## WHAT IS NEEDED
Write out exactly the line containing "of the watch" along with each line that follows it in the records below, and no others.

## THE DATA

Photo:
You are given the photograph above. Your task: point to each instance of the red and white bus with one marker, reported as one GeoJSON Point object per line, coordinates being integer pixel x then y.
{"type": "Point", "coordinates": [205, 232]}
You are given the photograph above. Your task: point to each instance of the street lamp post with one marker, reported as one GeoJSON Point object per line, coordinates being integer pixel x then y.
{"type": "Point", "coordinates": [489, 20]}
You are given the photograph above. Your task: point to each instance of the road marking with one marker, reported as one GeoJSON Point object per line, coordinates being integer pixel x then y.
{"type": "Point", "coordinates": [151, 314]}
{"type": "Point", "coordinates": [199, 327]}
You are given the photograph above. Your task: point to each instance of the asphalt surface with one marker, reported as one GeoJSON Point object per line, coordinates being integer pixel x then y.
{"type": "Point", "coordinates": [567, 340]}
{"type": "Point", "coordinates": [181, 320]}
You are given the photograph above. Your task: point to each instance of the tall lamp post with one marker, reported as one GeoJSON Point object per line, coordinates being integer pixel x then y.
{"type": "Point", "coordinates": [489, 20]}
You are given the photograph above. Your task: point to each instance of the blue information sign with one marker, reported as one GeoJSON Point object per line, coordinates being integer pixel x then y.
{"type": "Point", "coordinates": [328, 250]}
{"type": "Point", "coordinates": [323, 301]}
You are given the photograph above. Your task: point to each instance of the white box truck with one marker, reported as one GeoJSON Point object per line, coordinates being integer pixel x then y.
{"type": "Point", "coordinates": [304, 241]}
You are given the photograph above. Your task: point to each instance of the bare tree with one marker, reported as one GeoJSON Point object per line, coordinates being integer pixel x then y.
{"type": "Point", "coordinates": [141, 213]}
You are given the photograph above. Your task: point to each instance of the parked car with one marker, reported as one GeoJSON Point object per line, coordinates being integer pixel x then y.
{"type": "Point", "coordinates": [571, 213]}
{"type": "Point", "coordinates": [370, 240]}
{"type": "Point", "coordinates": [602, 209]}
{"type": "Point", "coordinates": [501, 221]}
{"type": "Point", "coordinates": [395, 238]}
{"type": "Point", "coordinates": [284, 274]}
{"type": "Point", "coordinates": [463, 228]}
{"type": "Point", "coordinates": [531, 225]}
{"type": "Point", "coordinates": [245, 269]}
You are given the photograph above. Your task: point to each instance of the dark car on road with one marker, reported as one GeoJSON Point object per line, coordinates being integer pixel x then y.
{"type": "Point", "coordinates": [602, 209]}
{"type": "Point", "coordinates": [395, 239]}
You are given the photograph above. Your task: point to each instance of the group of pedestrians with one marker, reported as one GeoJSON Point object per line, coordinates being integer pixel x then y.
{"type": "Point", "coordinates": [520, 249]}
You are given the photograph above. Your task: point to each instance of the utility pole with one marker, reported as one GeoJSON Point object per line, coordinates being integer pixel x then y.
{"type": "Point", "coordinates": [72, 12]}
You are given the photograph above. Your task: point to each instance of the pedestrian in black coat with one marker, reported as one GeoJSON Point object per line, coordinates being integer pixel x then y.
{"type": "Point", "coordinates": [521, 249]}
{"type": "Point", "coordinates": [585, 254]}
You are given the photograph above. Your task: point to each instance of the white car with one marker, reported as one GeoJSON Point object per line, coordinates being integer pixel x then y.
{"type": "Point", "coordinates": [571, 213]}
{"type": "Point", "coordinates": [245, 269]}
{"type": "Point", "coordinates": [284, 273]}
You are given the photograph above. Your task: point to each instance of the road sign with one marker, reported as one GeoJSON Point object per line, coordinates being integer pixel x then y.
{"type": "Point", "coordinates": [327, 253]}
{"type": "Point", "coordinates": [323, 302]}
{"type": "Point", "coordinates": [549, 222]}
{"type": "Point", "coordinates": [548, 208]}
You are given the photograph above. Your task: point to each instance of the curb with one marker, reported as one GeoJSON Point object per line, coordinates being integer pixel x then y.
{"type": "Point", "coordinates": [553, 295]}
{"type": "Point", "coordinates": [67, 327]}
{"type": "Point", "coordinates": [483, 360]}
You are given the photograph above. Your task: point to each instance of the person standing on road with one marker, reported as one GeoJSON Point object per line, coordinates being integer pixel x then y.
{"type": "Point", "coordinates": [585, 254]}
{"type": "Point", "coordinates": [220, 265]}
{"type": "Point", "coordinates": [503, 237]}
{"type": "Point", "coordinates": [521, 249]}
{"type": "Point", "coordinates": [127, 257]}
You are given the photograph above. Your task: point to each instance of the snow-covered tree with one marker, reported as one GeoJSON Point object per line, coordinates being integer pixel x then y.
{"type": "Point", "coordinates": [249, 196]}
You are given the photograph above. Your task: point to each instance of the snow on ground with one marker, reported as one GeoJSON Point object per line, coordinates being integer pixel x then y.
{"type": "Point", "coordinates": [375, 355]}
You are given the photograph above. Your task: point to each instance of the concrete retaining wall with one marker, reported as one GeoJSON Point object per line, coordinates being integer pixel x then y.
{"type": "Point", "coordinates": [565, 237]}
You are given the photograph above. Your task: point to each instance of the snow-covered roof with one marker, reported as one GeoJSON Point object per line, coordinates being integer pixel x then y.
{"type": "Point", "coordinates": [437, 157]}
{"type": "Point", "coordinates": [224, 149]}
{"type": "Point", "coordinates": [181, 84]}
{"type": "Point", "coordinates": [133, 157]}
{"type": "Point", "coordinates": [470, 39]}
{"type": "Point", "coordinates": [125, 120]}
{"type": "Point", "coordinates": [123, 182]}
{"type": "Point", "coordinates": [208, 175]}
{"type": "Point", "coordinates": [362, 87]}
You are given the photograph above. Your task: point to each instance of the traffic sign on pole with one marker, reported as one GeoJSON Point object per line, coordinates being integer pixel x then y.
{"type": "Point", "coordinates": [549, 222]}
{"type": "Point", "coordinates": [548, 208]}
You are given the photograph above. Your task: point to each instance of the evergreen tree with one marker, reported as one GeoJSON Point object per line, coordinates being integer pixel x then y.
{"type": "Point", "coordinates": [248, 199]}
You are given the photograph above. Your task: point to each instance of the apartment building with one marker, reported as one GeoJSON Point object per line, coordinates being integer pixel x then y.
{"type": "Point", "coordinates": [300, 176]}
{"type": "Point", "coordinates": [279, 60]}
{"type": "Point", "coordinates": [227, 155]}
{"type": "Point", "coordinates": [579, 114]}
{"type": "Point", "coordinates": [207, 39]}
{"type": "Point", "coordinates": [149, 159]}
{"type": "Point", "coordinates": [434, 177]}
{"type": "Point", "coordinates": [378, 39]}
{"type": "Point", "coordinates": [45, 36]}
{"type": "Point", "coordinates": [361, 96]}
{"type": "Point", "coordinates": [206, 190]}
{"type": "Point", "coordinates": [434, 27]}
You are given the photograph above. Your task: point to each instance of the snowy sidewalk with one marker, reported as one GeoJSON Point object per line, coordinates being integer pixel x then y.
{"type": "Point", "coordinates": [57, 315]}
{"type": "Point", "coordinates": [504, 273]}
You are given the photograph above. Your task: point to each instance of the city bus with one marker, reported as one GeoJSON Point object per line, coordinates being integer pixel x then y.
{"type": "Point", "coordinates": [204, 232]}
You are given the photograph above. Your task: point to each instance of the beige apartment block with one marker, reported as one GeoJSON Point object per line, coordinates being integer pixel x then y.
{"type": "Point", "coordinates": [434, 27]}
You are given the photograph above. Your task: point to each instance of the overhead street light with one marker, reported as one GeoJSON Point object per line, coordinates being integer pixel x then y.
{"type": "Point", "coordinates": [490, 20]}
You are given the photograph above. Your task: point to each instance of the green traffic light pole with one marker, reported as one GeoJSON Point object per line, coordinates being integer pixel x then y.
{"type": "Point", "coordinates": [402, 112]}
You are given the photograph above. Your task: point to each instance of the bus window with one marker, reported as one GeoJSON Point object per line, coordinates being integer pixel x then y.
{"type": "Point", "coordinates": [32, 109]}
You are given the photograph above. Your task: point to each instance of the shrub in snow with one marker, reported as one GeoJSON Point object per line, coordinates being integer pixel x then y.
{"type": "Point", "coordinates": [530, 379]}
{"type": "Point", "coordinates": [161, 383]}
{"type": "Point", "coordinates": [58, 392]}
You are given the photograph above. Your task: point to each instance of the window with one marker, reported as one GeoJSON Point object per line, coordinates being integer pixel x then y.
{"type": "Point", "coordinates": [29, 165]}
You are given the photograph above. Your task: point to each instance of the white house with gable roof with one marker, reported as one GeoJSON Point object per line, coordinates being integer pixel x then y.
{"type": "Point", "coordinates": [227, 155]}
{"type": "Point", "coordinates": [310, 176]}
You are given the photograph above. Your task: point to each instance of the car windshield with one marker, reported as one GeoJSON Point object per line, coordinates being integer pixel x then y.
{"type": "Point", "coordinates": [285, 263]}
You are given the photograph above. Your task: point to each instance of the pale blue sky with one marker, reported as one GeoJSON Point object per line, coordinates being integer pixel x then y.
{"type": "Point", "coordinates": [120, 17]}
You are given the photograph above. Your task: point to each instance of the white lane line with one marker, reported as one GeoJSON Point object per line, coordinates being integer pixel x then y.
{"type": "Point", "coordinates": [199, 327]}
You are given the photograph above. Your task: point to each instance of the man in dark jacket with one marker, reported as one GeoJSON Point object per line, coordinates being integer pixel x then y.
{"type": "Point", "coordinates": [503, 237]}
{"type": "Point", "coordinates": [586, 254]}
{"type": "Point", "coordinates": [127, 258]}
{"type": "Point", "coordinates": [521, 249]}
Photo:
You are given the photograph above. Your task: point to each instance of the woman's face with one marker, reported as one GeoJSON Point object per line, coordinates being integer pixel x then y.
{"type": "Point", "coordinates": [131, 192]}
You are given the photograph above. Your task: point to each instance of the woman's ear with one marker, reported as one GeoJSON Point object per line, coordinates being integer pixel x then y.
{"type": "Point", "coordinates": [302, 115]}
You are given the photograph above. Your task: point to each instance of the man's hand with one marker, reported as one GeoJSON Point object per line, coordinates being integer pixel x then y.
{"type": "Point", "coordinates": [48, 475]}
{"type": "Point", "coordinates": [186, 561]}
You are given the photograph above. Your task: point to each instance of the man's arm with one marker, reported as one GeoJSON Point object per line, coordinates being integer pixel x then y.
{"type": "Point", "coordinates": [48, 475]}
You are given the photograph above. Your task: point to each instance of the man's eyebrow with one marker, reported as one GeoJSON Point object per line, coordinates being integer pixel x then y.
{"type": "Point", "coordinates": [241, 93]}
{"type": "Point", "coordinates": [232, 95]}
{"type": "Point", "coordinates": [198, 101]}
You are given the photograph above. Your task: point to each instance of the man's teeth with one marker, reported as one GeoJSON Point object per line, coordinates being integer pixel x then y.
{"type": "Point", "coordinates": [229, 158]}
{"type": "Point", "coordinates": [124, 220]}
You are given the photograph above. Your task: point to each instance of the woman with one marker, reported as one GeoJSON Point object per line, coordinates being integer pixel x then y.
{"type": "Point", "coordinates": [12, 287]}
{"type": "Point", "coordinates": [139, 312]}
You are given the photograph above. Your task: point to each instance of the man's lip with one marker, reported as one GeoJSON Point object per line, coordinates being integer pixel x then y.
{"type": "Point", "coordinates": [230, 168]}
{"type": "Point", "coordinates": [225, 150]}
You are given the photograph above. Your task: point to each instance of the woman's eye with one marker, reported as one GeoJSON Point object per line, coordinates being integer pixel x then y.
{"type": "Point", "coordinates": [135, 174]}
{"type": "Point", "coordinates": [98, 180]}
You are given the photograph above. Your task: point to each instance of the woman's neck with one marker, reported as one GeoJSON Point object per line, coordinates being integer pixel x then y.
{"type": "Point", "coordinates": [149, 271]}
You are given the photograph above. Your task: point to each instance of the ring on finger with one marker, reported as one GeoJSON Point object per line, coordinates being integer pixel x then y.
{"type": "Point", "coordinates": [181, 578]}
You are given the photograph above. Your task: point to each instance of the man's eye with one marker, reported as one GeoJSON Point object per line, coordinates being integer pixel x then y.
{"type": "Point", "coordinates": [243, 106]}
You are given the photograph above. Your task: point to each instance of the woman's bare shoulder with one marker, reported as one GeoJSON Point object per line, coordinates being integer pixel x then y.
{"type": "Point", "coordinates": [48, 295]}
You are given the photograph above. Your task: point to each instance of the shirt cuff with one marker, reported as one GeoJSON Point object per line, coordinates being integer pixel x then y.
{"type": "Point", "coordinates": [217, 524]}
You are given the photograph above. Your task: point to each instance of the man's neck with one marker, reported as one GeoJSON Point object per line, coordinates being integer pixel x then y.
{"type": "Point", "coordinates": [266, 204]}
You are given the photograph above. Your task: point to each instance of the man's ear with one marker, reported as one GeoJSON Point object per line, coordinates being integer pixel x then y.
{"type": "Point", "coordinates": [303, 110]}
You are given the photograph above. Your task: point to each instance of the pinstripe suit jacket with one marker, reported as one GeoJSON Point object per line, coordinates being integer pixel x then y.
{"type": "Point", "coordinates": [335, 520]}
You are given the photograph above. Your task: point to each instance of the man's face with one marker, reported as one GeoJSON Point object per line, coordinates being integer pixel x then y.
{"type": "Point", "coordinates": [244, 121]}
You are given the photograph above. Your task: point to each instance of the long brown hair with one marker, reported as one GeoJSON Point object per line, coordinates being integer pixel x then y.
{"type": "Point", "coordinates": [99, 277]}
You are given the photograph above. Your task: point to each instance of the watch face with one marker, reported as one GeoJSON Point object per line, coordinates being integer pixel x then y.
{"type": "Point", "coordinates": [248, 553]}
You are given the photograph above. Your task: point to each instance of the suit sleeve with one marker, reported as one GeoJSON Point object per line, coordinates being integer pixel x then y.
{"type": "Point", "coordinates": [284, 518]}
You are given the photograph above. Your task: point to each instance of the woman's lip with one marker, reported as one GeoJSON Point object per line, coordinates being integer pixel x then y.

## RESPONSE AREA
You are given the photograph above. Your task: point to each instance of the watch face with one marker, reported as one GeoJSON Point object per line, coordinates being integer pixel x then y.
{"type": "Point", "coordinates": [248, 553]}
You are given the photograph above. Your task: point to each instance of the suit sleeve with one marker, reported as one GeoJSON Point object per line, coordinates being integer pixel x then y.
{"type": "Point", "coordinates": [284, 518]}
You are given the photograph above. Your task: point to each instance of the woman's lip with one marker, reported as one GeoJSON Point object per line, coordinates being integer pixel x then y.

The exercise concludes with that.